__DIRECTIVE__: Which lines in the items contain the word "front"? Return each of them in full and unchanged, matching case.

A block of data

===============

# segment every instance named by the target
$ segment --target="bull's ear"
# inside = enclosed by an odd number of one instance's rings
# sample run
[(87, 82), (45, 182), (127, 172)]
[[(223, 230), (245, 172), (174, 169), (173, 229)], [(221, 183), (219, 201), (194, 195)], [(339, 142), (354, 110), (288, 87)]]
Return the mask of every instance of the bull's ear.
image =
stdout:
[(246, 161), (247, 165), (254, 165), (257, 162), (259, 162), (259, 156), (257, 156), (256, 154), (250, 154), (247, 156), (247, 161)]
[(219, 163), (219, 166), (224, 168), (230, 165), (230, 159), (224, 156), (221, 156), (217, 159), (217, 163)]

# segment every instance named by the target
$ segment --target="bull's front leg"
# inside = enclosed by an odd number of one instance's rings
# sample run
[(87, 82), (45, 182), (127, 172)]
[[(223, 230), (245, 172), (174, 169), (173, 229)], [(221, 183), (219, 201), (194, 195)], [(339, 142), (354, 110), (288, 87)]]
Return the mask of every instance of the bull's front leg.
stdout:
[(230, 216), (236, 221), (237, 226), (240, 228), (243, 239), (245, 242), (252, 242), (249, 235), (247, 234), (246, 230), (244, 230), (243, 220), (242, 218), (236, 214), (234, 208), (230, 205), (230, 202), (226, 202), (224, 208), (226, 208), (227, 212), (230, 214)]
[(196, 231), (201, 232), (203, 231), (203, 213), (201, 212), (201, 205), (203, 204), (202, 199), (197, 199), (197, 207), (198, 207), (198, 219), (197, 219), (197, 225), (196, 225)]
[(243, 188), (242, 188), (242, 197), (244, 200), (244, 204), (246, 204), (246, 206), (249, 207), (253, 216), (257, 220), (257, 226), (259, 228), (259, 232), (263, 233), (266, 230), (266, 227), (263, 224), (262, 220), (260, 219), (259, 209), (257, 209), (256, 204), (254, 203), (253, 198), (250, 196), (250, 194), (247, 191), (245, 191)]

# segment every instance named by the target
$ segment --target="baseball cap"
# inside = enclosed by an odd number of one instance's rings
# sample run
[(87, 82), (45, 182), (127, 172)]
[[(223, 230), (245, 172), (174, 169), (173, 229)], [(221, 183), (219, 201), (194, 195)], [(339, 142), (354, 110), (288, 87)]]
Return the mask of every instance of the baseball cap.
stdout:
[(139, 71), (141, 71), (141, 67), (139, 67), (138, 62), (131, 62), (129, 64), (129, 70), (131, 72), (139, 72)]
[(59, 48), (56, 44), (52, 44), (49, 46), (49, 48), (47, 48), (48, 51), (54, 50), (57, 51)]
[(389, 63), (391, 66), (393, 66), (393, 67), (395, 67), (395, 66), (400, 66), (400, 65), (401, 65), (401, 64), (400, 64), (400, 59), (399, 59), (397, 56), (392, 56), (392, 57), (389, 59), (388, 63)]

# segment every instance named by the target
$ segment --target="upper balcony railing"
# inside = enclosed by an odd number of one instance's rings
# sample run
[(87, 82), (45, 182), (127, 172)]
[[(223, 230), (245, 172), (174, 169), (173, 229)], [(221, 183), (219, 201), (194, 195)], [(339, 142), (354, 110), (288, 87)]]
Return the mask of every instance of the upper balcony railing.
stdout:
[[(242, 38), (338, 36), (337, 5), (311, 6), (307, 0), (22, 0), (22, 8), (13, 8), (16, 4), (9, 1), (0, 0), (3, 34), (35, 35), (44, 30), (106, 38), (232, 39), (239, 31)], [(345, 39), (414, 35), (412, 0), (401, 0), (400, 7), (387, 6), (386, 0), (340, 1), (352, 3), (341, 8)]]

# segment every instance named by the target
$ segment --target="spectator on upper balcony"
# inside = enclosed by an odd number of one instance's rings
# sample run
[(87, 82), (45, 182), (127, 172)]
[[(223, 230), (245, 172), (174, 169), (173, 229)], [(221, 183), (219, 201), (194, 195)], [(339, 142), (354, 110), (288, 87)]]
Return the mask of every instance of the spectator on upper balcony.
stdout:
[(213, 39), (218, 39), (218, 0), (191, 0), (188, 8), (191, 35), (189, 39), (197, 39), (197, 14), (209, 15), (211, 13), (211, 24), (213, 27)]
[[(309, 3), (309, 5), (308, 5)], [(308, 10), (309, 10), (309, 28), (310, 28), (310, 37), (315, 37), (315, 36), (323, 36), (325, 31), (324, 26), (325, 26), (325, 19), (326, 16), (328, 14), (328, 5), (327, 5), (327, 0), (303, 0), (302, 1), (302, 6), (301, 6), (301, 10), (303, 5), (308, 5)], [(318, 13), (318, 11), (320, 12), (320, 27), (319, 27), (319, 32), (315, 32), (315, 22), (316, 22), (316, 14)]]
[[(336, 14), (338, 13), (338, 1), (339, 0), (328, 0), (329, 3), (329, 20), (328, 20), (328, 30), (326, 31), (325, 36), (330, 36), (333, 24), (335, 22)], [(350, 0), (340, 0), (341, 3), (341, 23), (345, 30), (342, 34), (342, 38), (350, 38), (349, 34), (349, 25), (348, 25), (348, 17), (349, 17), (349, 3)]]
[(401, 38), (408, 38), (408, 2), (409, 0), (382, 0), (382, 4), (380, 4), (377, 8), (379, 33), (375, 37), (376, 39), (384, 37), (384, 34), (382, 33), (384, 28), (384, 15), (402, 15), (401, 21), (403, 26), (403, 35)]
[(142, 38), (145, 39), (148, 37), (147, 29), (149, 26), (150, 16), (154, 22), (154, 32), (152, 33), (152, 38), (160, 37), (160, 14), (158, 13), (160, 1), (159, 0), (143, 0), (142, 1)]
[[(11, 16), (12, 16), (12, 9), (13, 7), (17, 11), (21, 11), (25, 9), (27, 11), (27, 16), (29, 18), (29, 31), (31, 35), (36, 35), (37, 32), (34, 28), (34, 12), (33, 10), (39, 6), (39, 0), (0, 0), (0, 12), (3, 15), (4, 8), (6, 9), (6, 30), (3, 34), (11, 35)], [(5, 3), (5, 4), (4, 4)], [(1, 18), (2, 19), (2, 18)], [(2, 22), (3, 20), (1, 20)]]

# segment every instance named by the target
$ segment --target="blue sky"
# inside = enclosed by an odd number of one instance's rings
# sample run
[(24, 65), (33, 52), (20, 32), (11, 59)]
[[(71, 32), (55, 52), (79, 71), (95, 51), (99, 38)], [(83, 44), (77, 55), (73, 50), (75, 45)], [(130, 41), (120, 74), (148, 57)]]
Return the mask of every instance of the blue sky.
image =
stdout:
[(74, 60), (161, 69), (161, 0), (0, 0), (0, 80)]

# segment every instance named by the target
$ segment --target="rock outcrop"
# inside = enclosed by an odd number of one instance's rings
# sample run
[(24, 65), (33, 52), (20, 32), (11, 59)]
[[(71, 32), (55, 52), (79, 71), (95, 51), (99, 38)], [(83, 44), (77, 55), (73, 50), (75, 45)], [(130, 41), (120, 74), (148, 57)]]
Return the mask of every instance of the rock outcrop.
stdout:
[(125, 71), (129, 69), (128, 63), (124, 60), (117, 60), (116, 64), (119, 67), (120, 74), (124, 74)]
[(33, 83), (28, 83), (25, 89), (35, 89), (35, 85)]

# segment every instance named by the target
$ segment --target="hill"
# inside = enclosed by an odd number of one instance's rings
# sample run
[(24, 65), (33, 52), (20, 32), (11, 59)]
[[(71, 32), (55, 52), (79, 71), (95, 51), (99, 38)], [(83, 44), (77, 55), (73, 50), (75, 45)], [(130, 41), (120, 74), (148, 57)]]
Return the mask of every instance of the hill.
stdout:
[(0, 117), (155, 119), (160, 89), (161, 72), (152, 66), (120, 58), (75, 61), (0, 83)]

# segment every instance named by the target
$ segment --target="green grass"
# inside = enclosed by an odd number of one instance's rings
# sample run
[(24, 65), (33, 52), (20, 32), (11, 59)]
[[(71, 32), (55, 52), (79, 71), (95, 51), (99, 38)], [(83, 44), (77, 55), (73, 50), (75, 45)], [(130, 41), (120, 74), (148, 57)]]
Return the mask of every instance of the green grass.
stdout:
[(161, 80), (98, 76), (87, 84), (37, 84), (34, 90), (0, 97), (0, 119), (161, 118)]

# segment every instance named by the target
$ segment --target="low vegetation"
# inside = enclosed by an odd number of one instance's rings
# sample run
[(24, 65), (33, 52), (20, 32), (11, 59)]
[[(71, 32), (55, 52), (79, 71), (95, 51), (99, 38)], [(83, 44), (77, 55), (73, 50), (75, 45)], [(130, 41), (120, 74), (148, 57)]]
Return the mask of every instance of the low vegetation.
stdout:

===============

__ANSWER__:
$ segment --target="bull's front leg"
Return the mask of every instance of the bull's front leg.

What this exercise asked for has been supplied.